►
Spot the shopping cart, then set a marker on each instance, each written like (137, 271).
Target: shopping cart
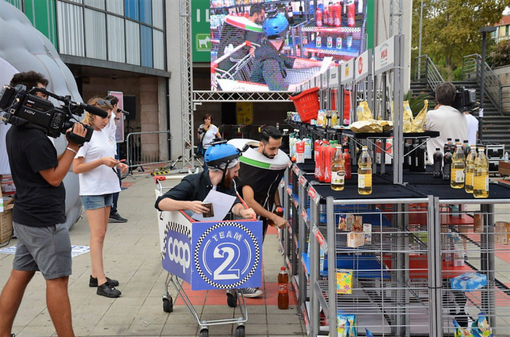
(209, 255)
(240, 73)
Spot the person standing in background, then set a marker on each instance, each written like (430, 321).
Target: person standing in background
(96, 166)
(450, 122)
(111, 128)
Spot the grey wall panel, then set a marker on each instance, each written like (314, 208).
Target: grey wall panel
(132, 42)
(70, 29)
(116, 39)
(95, 3)
(95, 34)
(115, 6)
(159, 49)
(157, 14)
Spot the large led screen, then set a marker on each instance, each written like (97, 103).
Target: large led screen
(278, 45)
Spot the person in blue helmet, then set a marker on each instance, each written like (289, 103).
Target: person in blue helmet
(223, 167)
(270, 65)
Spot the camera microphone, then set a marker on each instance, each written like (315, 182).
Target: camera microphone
(94, 110)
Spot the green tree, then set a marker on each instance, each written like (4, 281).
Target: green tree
(451, 29)
(500, 55)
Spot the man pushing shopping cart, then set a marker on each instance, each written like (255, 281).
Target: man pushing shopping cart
(201, 248)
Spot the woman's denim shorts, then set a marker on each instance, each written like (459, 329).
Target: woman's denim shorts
(96, 201)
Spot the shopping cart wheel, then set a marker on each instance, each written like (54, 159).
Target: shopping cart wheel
(240, 331)
(168, 305)
(232, 298)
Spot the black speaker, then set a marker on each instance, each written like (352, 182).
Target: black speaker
(130, 106)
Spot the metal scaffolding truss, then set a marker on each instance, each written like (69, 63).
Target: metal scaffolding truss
(190, 98)
(218, 96)
(396, 13)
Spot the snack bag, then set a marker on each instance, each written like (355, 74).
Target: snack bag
(420, 119)
(408, 118)
(460, 331)
(481, 327)
(363, 112)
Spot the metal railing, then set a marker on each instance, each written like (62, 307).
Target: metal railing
(471, 71)
(425, 70)
(143, 148)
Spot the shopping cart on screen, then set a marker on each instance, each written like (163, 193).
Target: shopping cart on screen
(209, 256)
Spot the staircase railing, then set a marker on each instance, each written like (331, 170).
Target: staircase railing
(425, 70)
(471, 71)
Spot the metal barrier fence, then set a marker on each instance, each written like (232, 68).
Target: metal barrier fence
(143, 148)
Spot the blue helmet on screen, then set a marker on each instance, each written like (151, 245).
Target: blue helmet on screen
(221, 156)
(275, 26)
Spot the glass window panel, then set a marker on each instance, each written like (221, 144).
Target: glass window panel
(146, 12)
(70, 29)
(146, 46)
(95, 3)
(132, 42)
(157, 14)
(132, 9)
(115, 6)
(116, 39)
(95, 34)
(159, 50)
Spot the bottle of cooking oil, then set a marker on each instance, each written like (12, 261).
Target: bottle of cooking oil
(481, 176)
(458, 167)
(338, 170)
(470, 169)
(364, 172)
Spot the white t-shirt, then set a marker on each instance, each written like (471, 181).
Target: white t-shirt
(102, 179)
(209, 136)
(472, 128)
(450, 123)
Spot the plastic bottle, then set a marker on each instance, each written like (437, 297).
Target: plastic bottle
(438, 163)
(365, 172)
(351, 20)
(458, 167)
(447, 160)
(338, 171)
(325, 16)
(283, 289)
(481, 176)
(318, 17)
(347, 164)
(329, 153)
(337, 17)
(470, 170)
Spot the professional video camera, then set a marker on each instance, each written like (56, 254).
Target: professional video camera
(465, 99)
(28, 109)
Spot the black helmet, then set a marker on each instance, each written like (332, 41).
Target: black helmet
(222, 153)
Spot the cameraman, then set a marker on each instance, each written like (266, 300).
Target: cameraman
(450, 122)
(38, 218)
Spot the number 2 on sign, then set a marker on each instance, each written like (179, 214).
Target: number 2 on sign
(229, 252)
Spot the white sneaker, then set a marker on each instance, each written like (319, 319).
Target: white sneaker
(251, 292)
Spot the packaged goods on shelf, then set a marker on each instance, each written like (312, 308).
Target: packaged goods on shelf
(468, 282)
(502, 232)
(344, 281)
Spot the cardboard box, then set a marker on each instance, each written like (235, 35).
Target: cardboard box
(6, 224)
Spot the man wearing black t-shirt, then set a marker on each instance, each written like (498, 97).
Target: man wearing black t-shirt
(38, 218)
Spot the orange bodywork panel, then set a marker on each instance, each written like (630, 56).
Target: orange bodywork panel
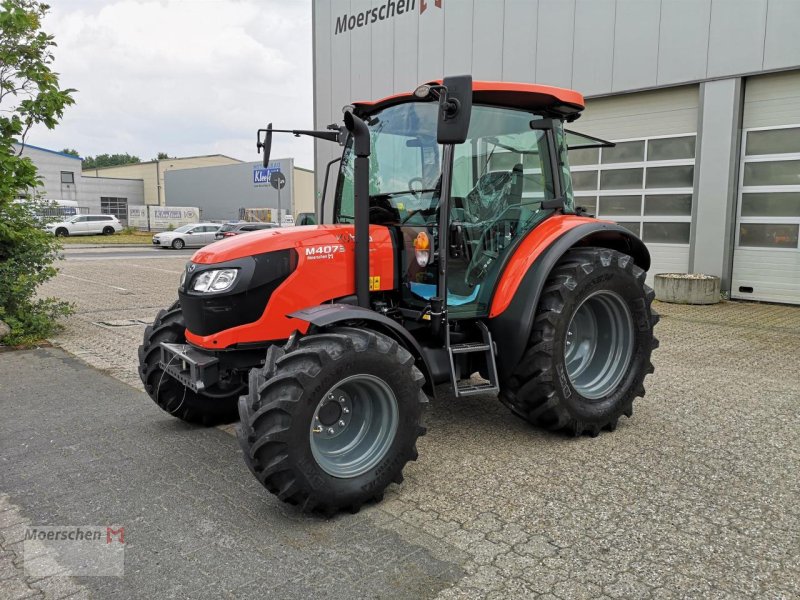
(526, 255)
(325, 271)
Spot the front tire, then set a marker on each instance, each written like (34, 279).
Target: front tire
(218, 406)
(331, 421)
(590, 346)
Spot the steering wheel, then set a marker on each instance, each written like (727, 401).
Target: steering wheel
(421, 183)
(487, 250)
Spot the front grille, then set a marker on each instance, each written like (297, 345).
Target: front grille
(259, 276)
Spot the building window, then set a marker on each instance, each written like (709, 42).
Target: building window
(769, 200)
(645, 185)
(115, 206)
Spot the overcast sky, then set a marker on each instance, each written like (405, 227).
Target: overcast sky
(185, 77)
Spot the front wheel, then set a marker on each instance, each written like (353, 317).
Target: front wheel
(590, 346)
(330, 422)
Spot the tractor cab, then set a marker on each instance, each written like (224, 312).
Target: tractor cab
(506, 177)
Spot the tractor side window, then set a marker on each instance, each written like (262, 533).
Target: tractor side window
(501, 175)
(404, 167)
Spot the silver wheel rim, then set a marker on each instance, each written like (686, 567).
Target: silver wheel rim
(354, 426)
(599, 344)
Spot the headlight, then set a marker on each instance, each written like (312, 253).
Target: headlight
(214, 281)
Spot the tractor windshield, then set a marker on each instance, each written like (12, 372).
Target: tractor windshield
(404, 165)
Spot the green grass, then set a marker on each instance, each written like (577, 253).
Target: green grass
(140, 237)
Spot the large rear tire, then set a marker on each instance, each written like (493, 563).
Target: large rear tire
(330, 421)
(218, 406)
(590, 346)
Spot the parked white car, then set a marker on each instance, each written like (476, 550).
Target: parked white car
(187, 236)
(85, 225)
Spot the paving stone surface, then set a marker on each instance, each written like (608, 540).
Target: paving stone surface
(695, 496)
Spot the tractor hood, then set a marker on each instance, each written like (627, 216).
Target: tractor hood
(269, 240)
(310, 242)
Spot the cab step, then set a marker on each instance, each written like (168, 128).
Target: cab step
(467, 387)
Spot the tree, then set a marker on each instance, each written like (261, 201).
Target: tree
(29, 95)
(109, 160)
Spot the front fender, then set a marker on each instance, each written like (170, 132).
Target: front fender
(326, 315)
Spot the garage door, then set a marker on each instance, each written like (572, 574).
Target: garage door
(766, 260)
(646, 182)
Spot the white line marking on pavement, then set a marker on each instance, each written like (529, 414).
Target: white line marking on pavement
(92, 281)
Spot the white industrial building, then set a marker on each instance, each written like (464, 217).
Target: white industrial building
(62, 181)
(702, 96)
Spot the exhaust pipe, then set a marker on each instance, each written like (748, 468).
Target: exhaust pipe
(361, 147)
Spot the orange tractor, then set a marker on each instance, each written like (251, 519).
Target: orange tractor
(455, 249)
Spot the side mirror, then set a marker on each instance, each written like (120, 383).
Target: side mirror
(266, 144)
(455, 110)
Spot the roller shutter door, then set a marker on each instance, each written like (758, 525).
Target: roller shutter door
(766, 258)
(646, 182)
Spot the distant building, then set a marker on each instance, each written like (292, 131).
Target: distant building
(221, 191)
(152, 172)
(62, 181)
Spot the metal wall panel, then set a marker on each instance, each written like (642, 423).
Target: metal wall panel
(487, 46)
(644, 114)
(430, 62)
(406, 48)
(683, 41)
(736, 37)
(519, 40)
(636, 44)
(382, 45)
(361, 57)
(593, 55)
(771, 100)
(554, 42)
(457, 37)
(781, 48)
(716, 181)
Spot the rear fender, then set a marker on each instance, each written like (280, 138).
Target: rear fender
(327, 315)
(512, 325)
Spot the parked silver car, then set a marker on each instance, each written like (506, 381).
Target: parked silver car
(187, 236)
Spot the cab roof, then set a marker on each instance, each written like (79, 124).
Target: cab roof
(564, 103)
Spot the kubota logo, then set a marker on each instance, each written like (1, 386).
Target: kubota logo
(389, 10)
(323, 252)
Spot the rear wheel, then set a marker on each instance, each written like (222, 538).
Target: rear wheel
(589, 350)
(218, 405)
(331, 421)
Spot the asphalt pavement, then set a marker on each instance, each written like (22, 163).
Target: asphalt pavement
(125, 253)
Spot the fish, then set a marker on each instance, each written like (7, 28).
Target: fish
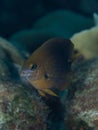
(49, 66)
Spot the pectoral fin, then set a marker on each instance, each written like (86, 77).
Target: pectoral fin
(41, 93)
(47, 91)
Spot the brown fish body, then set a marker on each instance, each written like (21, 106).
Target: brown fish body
(49, 66)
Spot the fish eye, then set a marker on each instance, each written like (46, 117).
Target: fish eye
(33, 66)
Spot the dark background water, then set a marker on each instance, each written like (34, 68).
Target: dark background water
(16, 15)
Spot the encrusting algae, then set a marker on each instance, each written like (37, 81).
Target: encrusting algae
(49, 66)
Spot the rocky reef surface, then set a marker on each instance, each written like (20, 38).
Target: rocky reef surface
(20, 108)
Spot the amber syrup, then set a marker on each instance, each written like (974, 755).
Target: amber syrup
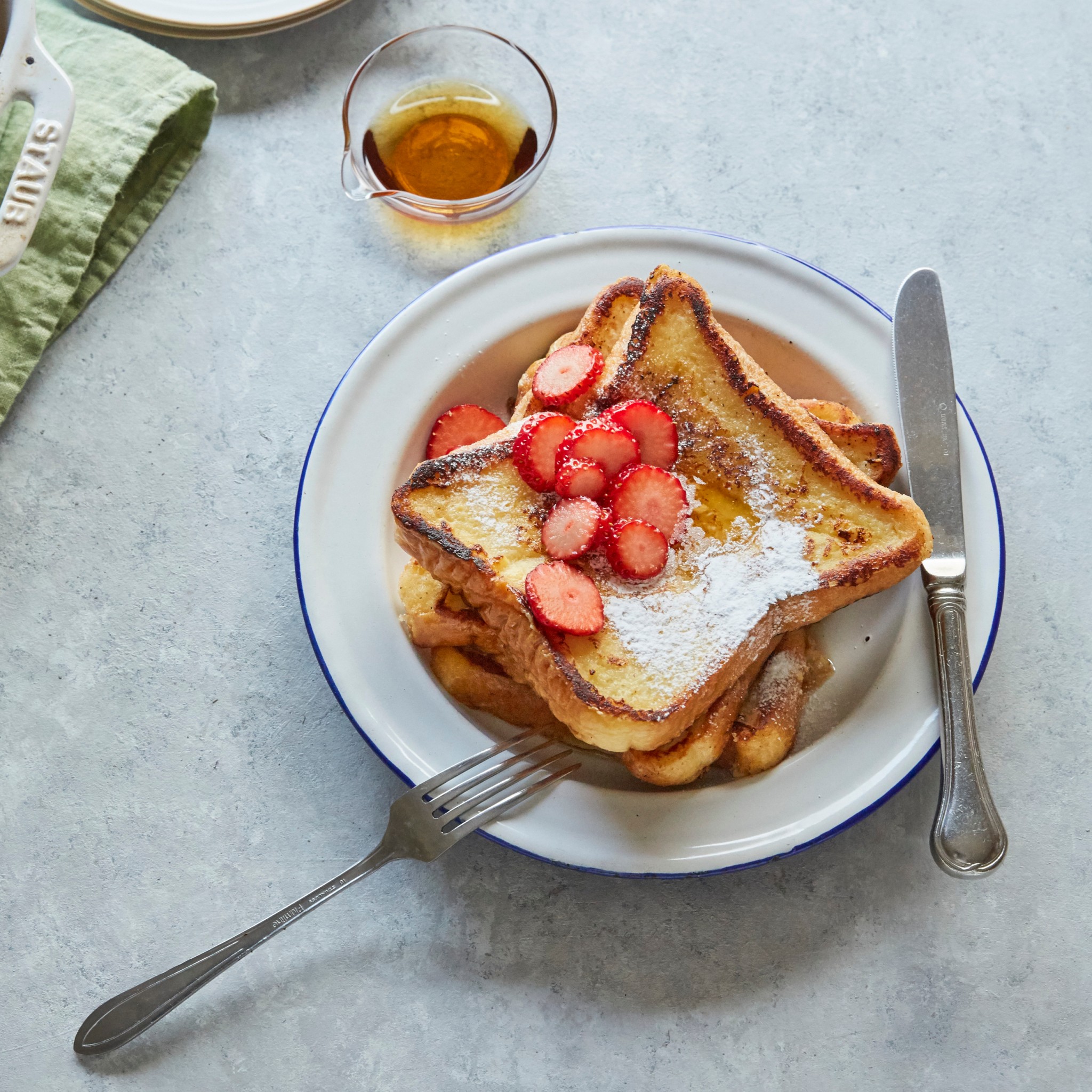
(449, 141)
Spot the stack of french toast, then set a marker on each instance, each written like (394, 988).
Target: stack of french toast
(631, 563)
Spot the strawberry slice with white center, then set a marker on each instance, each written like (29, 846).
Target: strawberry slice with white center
(459, 426)
(580, 478)
(636, 550)
(603, 443)
(565, 375)
(534, 450)
(653, 428)
(573, 528)
(650, 494)
(563, 598)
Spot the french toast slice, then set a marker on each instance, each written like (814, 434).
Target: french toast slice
(871, 448)
(785, 531)
(604, 326)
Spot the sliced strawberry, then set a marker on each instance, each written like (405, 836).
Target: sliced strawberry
(603, 443)
(653, 428)
(580, 478)
(636, 550)
(459, 426)
(566, 375)
(650, 494)
(573, 528)
(534, 450)
(560, 597)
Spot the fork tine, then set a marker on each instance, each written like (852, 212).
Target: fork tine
(445, 776)
(484, 815)
(439, 802)
(493, 790)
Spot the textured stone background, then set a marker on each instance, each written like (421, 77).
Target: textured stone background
(175, 766)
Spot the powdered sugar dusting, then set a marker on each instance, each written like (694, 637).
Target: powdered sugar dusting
(706, 603)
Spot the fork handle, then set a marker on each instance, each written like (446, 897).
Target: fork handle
(125, 1017)
(968, 836)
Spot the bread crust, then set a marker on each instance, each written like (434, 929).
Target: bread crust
(850, 569)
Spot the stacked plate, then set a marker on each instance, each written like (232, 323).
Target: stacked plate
(211, 19)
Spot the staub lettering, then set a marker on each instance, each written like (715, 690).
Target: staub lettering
(27, 188)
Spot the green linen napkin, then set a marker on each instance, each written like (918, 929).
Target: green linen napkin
(141, 117)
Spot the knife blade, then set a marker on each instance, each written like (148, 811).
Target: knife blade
(968, 838)
(926, 386)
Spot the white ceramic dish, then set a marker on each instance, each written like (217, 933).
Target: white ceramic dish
(468, 339)
(211, 19)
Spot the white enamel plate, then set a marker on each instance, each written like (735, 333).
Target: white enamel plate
(866, 732)
(211, 19)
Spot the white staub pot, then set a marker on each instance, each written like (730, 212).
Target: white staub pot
(28, 73)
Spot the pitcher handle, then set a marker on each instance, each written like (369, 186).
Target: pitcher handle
(38, 80)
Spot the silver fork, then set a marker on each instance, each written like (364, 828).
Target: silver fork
(425, 822)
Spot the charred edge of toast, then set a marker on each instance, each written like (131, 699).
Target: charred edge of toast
(653, 304)
(888, 452)
(600, 310)
(552, 644)
(439, 474)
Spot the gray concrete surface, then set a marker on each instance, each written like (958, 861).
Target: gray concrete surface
(175, 766)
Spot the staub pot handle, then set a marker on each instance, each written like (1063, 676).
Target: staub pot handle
(29, 73)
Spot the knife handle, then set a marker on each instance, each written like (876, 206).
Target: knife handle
(968, 837)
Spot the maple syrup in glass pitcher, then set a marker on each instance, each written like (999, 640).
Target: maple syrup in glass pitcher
(447, 124)
(450, 141)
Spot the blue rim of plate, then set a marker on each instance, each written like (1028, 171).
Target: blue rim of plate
(605, 872)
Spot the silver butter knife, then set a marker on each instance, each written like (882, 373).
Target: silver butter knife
(968, 837)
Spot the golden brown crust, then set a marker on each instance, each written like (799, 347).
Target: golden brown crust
(833, 412)
(849, 565)
(687, 759)
(475, 680)
(766, 729)
(758, 391)
(601, 327)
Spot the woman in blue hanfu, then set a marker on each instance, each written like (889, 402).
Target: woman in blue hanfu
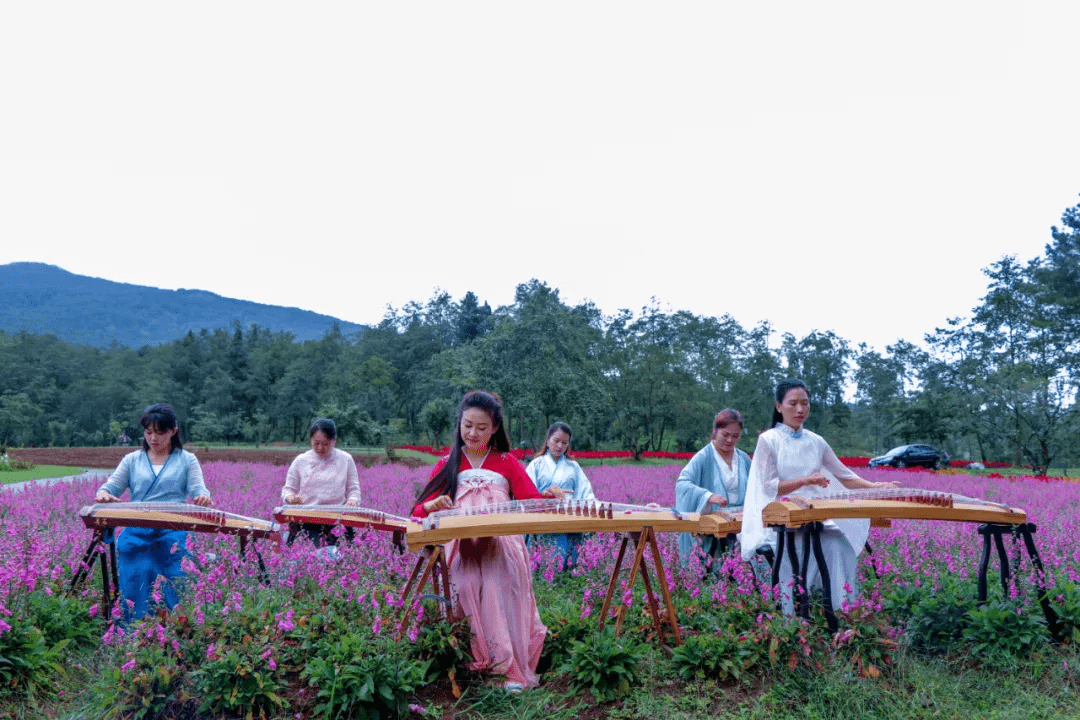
◄
**Work instructions**
Present the part of the data that opens with the line containing "Spot the blue rim" and runs through the end of the data as a Markdown table with the columns Row and Line, skipping blank lines and leaving out the pictures.

**Output of the exercise**
| Row | Line |
|---|---|
| 1 | Spot the blue rim of plate, then set a marker on each instance, each written like (1028, 171). |
| 2 | Target: blue rim of plate |
| 3 | (605, 872) |
| 4 | Spot the silver butter knife, then set a marker on each instance, each written like (882, 373). |
| 5 | Target: silver butter knife |
| 6 | (968, 837) |
| 7 | Spot the golden brown crust, then set a marker on each instance, each written like (799, 347). |
| 8 | Target: golden brown crust |
| 9 | (833, 412) |
| 10 | (849, 565) |
| 11 | (687, 759) |
| 12 | (475, 680) |
| 13 | (766, 729) |
| 14 | (758, 391) |
| 15 | (601, 327) |
| 16 | Spot the woman in blue hanfu, then set a marker on each instance, each written like (889, 402). |
| 17 | Target: woman in blue hanfu |